* The exercise
Update the items from the line containing "the white baseboard." through the final item, changing every "innermost point" to "central point" and leaving everything else untouched. Return only those lines.

* Available data
────
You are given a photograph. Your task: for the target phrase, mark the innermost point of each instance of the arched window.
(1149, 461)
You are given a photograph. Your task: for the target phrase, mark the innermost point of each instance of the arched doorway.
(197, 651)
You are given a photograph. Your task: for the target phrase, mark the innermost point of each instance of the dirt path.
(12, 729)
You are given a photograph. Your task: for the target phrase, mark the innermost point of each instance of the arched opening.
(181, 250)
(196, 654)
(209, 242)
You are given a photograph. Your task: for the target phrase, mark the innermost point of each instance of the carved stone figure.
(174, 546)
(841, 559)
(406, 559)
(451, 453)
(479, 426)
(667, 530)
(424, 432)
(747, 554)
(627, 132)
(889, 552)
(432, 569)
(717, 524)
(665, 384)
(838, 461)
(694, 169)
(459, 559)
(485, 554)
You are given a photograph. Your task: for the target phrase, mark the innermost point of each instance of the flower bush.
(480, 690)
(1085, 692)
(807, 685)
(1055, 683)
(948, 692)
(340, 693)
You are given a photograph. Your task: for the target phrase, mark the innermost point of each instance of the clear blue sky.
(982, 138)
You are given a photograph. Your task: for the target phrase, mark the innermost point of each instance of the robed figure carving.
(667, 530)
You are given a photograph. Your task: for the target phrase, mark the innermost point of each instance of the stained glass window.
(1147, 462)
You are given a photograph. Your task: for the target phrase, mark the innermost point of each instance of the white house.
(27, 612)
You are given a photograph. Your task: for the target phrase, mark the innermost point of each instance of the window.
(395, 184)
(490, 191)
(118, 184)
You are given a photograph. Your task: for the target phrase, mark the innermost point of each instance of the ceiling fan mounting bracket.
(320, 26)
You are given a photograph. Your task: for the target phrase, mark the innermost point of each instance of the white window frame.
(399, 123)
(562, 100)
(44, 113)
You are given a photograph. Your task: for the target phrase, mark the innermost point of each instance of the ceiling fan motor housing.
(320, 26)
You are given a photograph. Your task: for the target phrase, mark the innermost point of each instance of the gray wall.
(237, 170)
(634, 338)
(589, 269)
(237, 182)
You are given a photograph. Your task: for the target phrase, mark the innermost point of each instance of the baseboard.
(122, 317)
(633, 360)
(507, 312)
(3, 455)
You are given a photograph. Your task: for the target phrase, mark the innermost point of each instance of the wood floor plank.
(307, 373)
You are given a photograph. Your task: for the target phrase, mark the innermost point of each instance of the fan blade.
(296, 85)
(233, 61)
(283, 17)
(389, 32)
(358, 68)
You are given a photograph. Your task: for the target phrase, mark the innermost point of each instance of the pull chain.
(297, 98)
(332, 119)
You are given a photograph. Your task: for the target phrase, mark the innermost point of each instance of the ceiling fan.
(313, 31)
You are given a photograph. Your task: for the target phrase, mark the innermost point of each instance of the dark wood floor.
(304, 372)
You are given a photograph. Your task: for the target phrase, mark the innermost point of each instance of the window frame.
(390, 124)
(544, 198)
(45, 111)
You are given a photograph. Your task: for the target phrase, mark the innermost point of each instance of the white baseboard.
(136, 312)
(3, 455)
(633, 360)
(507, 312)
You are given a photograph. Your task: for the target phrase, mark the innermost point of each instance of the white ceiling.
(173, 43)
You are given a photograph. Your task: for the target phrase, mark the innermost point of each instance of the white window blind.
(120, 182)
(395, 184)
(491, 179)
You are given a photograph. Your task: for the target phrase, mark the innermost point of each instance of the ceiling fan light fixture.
────
* Output of the exercise
You are given a photograph. Your task: for the target phrase, mark the central point of each instance of the white baseboard.
(136, 312)
(3, 455)
(633, 360)
(507, 312)
You are given a photograph. Your task: for the target phrase, mark the central point of each instance of the white ceiling.
(173, 43)
You are given a photograph. Your task: for the target phrase, mark the central point of each instance of the white window blind.
(120, 182)
(395, 184)
(491, 179)
You are given a photograph. Your task: for the target phrase, mark the central point of each instance of the ceiling fan light fixture.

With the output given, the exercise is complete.